SET OF TASKS:
A – Name every currency mentioned in the currency market report below.
B – Carry on the currency market report below, picking up after its last sentence.
** Opening EXTRACTED TEXT block **
SINGAPORE, Nov 8 (Reuters) – The dollar was kept on the back foot on Tuesday by strength in the Chinese yuan and other currencies sensitive to China’s growth, as markets clung to hopes that China’s restrictive zero-tolerance approach to COVID-19 will eventually ease.
The yuan had its best day in two years on Friday and managed to hold most of its gains through a choppy Monday. It was firm at 7.2200 per dollar in offshore trade on Tuesday.
The euro, linked via German exports to China’s economy, regained parity on the dollar overnight and hovered at $1.0026. The New Zealand dollar climbed 0.2% to touch a seven-week high of $0.5951 in early Asia trade.
U.S. voters go to the polls in midterm elections later in the day, with a Republican victory and consequently gridlock in Congress forecast. A conclusive result could take days, but is unlikely to move currency markets if it meets expectations.
China’s strict virus policy includes lockdowns, quarantining and rigorous testing, and officials said over the weekend the measures are “completely correct” and will stay. But incremental adjustments have been enough to keep traders’ hopes alive.
“Where there’s smoke, eventually there’s fire, so the market is pricing in improved optimism, though at the moment it’s all based on hopes,” said Rodrigo Catril, senior currency strategist at National Australia Bank in Sydney.
“It’s very CNY and pro-growth supportive,” he said.
** Closing EXTRACTED TEXT block **
** Opening DATA PROVIDED block **
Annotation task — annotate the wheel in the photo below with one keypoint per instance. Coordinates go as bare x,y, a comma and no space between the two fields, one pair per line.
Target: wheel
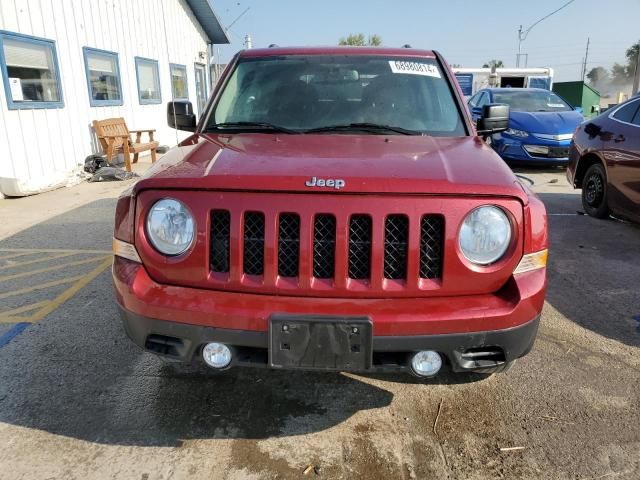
** Closing DATA PROVIDED block **
OUTPUTS IN ORDER:
A –
- the dollar
- the Chinese yuan
- the euro
- the New Zealand dollar

B –
“This idea that maybe in 2023, we’ll see a gradual reopening in China means that growth prospects in China should improve significantly, against a backdrop where most expect the U.S. economy to start slowing down.”
The growth-sensitive Australian dollar is up two sessions in a row and last bought $0.6486, within range of its 50-day moving average at $0.6516.
The South Korean won rose 1%.
The Japanese yen hit a one-week high of 146.35 per dollar. Japanese foreign currency reserves posted the second-sharpest monthly decline on record in October as authorities spent 6.35 trillion yen intervening to support the yen.
Bank of Japan policymakers debated the need to look out for the side-effects of prolonged monetary easing and the potential impact of a future exit from ultra-low interest rates, a summary of opinions at their October policy meeting showed on Tuesday.
Sterling held sharp overnight gains made as a disappointing auction lifted gilt yields a bit. It was last at $1.1531, though traders are wary of chasing it too much higher ahead of a fiscal update expected on Nov. 17.